(Extracted data entries):
<<<<
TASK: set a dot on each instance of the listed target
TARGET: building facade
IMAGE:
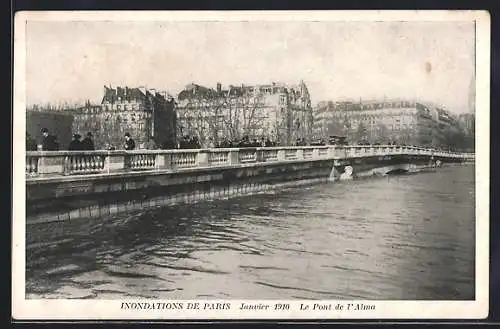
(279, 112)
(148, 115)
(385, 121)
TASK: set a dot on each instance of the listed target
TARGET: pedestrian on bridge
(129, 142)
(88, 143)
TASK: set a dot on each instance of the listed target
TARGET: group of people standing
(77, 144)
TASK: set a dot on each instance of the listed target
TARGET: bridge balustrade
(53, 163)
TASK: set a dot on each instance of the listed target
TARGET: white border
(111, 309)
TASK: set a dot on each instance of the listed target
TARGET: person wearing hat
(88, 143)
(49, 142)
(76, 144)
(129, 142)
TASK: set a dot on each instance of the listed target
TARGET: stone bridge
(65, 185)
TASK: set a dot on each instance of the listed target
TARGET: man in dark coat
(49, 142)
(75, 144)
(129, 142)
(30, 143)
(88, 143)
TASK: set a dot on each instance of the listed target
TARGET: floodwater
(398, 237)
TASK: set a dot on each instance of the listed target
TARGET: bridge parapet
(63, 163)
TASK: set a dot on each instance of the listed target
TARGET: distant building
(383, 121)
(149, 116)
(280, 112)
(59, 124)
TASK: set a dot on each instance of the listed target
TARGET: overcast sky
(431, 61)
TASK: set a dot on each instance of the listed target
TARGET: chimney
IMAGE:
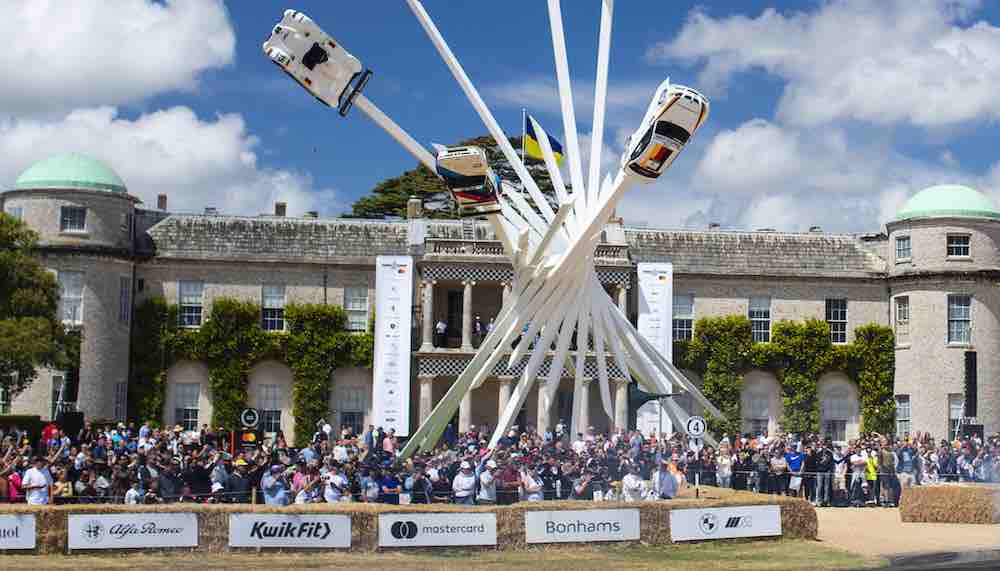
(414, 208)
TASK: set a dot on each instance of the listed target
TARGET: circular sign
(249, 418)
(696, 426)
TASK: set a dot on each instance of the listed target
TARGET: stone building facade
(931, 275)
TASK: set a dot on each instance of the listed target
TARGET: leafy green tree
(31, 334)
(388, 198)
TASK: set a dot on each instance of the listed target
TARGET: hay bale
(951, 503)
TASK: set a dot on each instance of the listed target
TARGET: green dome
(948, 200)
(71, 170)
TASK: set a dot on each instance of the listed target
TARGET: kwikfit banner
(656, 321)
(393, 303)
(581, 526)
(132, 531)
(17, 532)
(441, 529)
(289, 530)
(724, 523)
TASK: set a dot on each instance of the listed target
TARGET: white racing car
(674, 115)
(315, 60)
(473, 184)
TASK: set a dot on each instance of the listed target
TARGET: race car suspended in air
>>>>
(ASSIGNMENT): Please print each record above again exactly, but omit any pictures.

(OUTPUT FOR THIS EXERCISE):
TASK: set a dot on each instance of the listed target
TARGET: building facade
IMAGE:
(279, 112)
(148, 115)
(385, 121)
TASK: set a dot on each instance of the listed target
TARGET: pedestrian on bridge
(129, 142)
(88, 143)
TASK: set a dot on each instance of the listed target
TARGET: group of people standing
(77, 144)
TASK: set a dot on each instance of the listed target
TARGET: bridge balustrade
(53, 163)
TASK: set a dot on each instance of the listed target
TARGET: white border
(111, 309)
TASK: set a dot on each instance of the listed target
TARGET: person wearing hat
(88, 143)
(49, 142)
(76, 144)
(129, 142)
TASK: set a dot on each instance of the listed target
TARGET: stone bridge
(65, 185)
TASK: set a dot on each instance of the listed target
TARGET: man in dark coat
(49, 142)
(75, 144)
(129, 142)
(30, 143)
(88, 143)
TASK: set a dot on each instance of the listed target
TARGET: floodwater
(398, 237)
TASK: set a dot on each instance of the listed target
TARGET: bridge parapet
(63, 163)
TASK: set a dot on each instance of the listed target
TARGET: distant building
(383, 121)
(149, 116)
(280, 112)
(59, 124)
TASK: set a dot on each instance of the listed target
TARGET: overcast sky
(431, 61)
TASK: set a dot on each instance of the listed target
TARGET: chimney
IMAGE:
(414, 208)
TASK: set a dot on each instance of the listed target
TARGET: circular sign
(249, 418)
(696, 426)
TASK: set a dot on each instance of the listed target
TARGET: stone building facade
(931, 275)
TASK: set a dot on each instance of the listed target
TARGET: leafy green tree
(31, 334)
(388, 198)
TASK: set a dot on each instance of the listed target
TARGET: hay bale
(951, 503)
TASK: set a dot on each instance of the listed target
TARGET: green dome
(948, 200)
(71, 170)
TASK: set a dot on each instance of the listed target
TARGET: kwikfit banner
(656, 321)
(393, 303)
(581, 526)
(132, 531)
(17, 532)
(441, 529)
(289, 530)
(724, 523)
TASK: set a dot on each instance of the listed target
TARGET: white racing car
(674, 115)
(315, 60)
(473, 184)
TASK: set a dot on each instance of the listed target
TARGET: race car suspended in air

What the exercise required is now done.